### Problem details
Your reply should reproduce all the data below exactly while excluding the pictures.

[Exercise data Boundary: Start]

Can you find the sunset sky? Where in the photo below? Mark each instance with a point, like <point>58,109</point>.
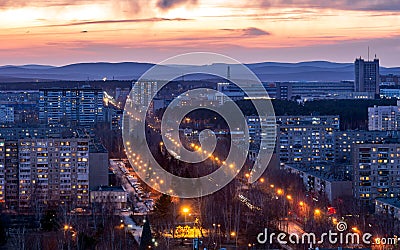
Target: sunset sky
<point>62,32</point>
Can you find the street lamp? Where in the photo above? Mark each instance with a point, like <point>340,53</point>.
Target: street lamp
<point>185,211</point>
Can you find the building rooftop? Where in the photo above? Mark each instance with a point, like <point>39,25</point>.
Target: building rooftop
<point>324,175</point>
<point>97,148</point>
<point>390,201</point>
<point>111,188</point>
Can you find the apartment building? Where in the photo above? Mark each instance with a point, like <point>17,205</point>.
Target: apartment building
<point>306,139</point>
<point>376,170</point>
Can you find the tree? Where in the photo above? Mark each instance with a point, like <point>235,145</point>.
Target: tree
<point>145,241</point>
<point>49,221</point>
<point>3,236</point>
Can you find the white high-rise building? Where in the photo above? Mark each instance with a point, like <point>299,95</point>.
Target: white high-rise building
<point>6,114</point>
<point>384,118</point>
<point>71,106</point>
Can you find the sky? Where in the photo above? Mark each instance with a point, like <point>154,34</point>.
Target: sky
<point>62,32</point>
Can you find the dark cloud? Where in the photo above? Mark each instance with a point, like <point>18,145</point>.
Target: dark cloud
<point>372,5</point>
<point>168,4</point>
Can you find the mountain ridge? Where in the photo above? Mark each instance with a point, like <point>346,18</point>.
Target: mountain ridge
<point>266,71</point>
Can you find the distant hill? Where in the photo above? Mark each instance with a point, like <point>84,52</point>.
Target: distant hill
<point>266,71</point>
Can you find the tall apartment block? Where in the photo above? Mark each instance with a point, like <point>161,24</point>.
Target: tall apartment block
<point>367,77</point>
<point>384,118</point>
<point>143,92</point>
<point>376,171</point>
<point>306,139</point>
<point>35,173</point>
<point>82,106</point>
<point>6,114</point>
<point>345,141</point>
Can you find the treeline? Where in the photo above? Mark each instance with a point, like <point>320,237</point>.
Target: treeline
<point>353,113</point>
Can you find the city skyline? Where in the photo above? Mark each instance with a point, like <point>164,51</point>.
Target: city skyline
<point>150,31</point>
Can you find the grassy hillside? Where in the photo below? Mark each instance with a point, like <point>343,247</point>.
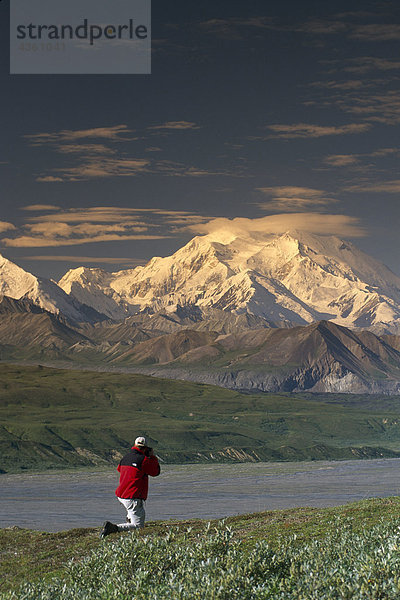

[Exercise data Boundary: End]

### Worked solution
Can you find the sunset sky? Where in the photo below? Mark each instance with a point, like <point>58,109</point>.
Target: sunset sky
<point>62,32</point>
Can you find the street lamp? Where in the photo above? Mark each instance with a point, like <point>340,53</point>.
Target: street lamp
<point>185,211</point>
Can you find the building rooftop? Where in the photo above? Mark each instance with a point, like <point>39,25</point>.
Target: building rooftop
<point>324,175</point>
<point>97,148</point>
<point>390,201</point>
<point>111,188</point>
Can you find the apartment building? Where in the photo above? Mark each instance with a point, like <point>17,205</point>.
Target: apartment building
<point>306,139</point>
<point>376,170</point>
Can you find the tree? Where in the photo above? Mark each instance with a point, like <point>235,145</point>.
Target: tree
<point>145,241</point>
<point>49,221</point>
<point>3,236</point>
Can you find the white high-rise building? Where in the photo above? Mark each instance with a point, like <point>299,95</point>.
Target: white high-rise building
<point>6,114</point>
<point>384,118</point>
<point>71,106</point>
Can you find the sky? Where in the photo above? Mark each instance with a point, like <point>154,34</point>.
Target: sky
<point>62,32</point>
Can you find the dark cloud? Where in the photo above? Mark each instance with a point, like <point>18,145</point>.
Target: dark cloud
<point>372,5</point>
<point>168,4</point>
Can you find the mountain ridge? Where in the photo above? Mark each instance with a point, like <point>346,18</point>.
Target: mountain ridge
<point>266,71</point>
Can you find the distant hill? Where in the photo above? Mark each instance with a point, like <point>84,52</point>.
Target: distant hill
<point>266,71</point>
Can you find the tall apartment block? Where in the photo above? Mark each instance with a point, like <point>161,24</point>.
Target: tall apartment block
<point>367,77</point>
<point>384,118</point>
<point>143,92</point>
<point>376,171</point>
<point>306,139</point>
<point>35,173</point>
<point>82,106</point>
<point>6,114</point>
<point>345,141</point>
Can you find the treeline? Where in the photo above? Mark each instance with a point, like <point>320,237</point>.
Target: treeline
<point>353,113</point>
Can you find the city skyline? Where in the photo above? Mark each instance with a point, like <point>164,51</point>.
Target: city skyline
<point>150,31</point>
Can you find the grassy hillside? Where in the photo below? Mark each instance with a point, like <point>343,247</point>.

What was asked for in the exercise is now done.